Problems to work on:
- 1) In the article about the "Rust" shooting, which television series has banned real guns on its set?
- 2) From the article about the "Rust" shooting, extract the passage from "They crew was" up to and including "desert set earlier.".
[[ Text block open ]]
Actor Alec Baldwin may face federal manslaughter charges after shooting and killing a cinematographer and injuring a director on the set of his low budget independent film, “Rust.”
Chicago-based attorney Andrew Stoltmann believes Baldwin “needs to start thinking like a potential defendant instead of just somebody who made a tragic mistake.”
“I’m certainly not saying he’s going to be charged,” Stoltman told Fox News, “but what I am saying is anytime somebody shoots another human being – even on accident, even in self-defense – the police and eventually prosecutors look very, very carefully at what happened.”
According to an affidavit released Sunday night, Baldwin, 66, was practicing firing into a camera when camerawoman Halyna Hutchins was shot in the chest on Thursday.
The bullet went through Hutchins and struck director Joel Souza in the clavicle. Hutchins, 42, was pronounced dead at a hospital. Souza was treated and released from a hospital the same day.
A sheriff’s investigation is ongoing, but no charges are expected to be filed against Baldwin.
However, federal prosecutors are considering filing charges against the volatile actor who reportedly angered unionized crew members earlier in the day.
The crew members say they walked off the set because of poor working conditions and gun safety issues.
They crew was fired and replaced by non-union workers. One of those non-union workers, a 24-year-old woman with no experience, was given the assignment of preparing a prop gun for Baldwin.
It was revealed in the affidavit that some crew members used the same gun for target practice on the desert set earlier.
Investigators say Baldwin and his crew violated the 1st rule of gun safety: never point a gun at someone. Always assume the gun is loaded.
There’s a difference between a “prop gun” and a real firearm — and the crew members knew the gun was real.
At least one scripted television series, ABC’s cop show “The Rookie,” has banned the use of real guns on the set going forward.
Whether Baldwin is charged or not, his acting career is over.
Hollywood insiders say the low budget movie he was filming at the time of the incident will never see the light of day.
[[ Text block closed ]]
[[ Extracted records open ]]
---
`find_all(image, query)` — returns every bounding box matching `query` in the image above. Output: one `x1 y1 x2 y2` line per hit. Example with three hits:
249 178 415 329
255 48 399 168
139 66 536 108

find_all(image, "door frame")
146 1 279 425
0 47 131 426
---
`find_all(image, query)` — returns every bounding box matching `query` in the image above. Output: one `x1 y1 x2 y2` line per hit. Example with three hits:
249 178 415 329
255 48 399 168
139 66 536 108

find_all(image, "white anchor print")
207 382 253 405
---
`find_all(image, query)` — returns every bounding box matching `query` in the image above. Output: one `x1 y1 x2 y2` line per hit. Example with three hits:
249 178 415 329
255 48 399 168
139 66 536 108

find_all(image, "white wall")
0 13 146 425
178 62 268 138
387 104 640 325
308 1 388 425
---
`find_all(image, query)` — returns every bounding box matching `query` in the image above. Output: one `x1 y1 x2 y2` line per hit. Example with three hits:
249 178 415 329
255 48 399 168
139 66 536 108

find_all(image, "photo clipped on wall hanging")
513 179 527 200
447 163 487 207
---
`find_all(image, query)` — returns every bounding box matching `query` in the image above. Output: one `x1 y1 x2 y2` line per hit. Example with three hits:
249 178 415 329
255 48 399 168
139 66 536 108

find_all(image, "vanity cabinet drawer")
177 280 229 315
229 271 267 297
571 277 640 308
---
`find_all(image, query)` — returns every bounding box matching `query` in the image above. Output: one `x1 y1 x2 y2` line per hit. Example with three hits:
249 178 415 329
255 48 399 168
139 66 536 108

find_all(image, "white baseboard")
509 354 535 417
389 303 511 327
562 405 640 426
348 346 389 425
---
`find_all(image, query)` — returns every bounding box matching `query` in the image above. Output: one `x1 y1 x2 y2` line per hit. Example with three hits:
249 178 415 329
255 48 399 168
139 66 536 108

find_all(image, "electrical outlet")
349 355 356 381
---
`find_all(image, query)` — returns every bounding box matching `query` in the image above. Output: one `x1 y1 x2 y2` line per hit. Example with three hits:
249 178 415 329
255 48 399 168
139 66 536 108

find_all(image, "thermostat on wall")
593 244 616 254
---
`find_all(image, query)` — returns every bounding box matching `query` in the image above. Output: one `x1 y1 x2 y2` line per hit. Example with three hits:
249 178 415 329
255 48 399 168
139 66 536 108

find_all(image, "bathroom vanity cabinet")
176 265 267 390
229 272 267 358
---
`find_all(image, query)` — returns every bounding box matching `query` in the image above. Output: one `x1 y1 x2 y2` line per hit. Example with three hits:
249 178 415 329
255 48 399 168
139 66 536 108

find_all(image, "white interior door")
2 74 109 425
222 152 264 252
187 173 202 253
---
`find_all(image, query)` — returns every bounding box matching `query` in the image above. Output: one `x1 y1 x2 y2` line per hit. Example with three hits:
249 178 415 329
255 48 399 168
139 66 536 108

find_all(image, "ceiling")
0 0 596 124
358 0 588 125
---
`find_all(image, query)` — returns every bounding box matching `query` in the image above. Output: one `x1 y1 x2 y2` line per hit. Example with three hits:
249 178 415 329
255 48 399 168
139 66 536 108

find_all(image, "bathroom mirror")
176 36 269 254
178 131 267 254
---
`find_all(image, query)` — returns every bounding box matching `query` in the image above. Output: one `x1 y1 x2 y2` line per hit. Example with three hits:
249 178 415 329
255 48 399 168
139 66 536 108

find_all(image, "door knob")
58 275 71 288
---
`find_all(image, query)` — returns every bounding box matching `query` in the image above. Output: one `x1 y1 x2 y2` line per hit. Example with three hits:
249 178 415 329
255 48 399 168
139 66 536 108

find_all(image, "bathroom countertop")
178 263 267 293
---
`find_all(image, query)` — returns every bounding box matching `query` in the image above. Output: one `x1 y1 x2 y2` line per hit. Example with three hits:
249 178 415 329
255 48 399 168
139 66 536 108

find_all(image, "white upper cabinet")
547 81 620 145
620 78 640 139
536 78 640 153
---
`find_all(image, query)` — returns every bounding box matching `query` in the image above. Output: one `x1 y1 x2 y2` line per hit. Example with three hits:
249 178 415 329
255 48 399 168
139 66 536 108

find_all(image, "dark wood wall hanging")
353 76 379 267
[[ Extracted records closed ]]
[[ Extracted records open ]]
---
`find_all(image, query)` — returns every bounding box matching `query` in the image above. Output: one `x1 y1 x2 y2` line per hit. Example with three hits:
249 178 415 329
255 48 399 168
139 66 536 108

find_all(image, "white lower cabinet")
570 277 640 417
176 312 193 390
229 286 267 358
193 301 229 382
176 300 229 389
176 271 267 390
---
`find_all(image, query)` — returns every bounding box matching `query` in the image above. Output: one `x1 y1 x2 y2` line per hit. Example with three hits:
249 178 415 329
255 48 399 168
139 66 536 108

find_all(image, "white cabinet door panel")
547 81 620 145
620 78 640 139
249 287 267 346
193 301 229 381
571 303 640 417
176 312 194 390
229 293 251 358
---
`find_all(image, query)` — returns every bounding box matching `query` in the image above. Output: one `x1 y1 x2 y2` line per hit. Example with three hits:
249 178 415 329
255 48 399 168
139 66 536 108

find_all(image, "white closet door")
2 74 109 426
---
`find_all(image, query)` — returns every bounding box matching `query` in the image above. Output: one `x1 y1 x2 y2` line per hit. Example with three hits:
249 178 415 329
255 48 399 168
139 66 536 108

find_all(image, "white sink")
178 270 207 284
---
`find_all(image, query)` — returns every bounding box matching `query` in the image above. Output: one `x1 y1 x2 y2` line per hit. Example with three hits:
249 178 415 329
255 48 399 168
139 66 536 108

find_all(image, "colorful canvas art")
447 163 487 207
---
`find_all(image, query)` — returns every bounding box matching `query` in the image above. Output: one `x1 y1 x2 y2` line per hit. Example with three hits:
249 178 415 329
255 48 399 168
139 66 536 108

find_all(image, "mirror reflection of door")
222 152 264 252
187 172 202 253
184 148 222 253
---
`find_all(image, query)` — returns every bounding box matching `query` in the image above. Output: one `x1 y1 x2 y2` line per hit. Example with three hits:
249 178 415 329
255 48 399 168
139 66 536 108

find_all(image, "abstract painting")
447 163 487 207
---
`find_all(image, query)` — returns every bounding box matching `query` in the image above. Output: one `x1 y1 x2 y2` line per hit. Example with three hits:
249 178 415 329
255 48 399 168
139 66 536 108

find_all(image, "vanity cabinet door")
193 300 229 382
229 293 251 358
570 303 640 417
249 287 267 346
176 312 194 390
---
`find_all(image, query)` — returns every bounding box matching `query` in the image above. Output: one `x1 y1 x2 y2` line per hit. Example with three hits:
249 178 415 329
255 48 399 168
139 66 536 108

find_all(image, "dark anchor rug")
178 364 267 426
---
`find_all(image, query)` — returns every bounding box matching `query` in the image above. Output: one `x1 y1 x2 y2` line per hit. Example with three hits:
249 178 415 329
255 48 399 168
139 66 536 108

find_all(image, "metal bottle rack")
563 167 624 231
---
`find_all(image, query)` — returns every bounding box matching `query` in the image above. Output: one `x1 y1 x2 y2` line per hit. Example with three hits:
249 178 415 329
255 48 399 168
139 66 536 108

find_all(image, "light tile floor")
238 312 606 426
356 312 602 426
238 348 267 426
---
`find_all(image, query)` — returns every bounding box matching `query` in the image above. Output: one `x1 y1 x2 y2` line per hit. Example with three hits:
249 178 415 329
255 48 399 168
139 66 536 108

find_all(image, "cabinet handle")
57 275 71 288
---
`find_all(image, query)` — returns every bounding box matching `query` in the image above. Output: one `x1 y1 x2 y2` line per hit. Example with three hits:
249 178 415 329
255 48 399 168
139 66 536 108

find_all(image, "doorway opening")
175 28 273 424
[[ Extracted records closed ]]
Answers for this exercise:
- 1) ABC's cop show "The Rookie."

- 2)
They crew was fired and replaced by non-union workers. One of those non-union workers, a 24-year-old woman with no experience, was given the assignment of preparing a prop gun for Baldwin.
It was revealed in the affidavit that some crew members used the same gun for target practice on the desert set earlier.